Dataset records
※ ※ ※
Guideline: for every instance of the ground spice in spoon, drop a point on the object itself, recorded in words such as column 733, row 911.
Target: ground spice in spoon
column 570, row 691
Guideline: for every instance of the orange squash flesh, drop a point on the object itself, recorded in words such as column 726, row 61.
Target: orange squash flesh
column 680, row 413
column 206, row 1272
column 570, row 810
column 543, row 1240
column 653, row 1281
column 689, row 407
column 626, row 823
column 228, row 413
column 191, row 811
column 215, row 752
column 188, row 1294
※ ※ ※
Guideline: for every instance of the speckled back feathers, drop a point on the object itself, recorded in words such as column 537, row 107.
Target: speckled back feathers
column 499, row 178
※ ※ ※
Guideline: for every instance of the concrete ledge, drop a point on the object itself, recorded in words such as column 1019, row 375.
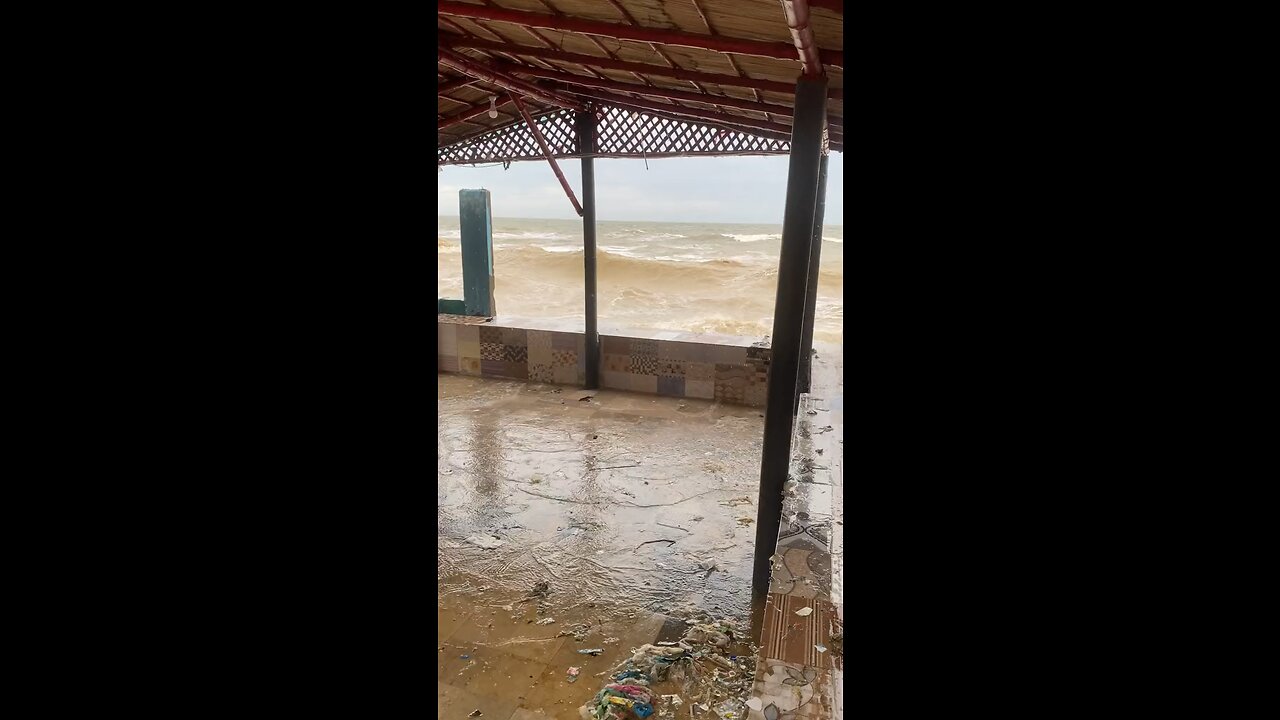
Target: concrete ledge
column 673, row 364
※ ※ ※
What the exercise asks
Copy out the entries word for word, beginning at the line that has "Guideline: for every instance of the orange" and stopping after the line that has "column 188, row 1294".

Finished task
Guideline: for every instance of the orange squash flesh, drop a point on the object itself, recorded in words such as column 726, row 61.
Target: orange squash flesh
column 680, row 413
column 206, row 1272
column 570, row 810
column 543, row 1240
column 653, row 1281
column 689, row 407
column 626, row 823
column 228, row 413
column 191, row 811
column 215, row 752
column 188, row 1294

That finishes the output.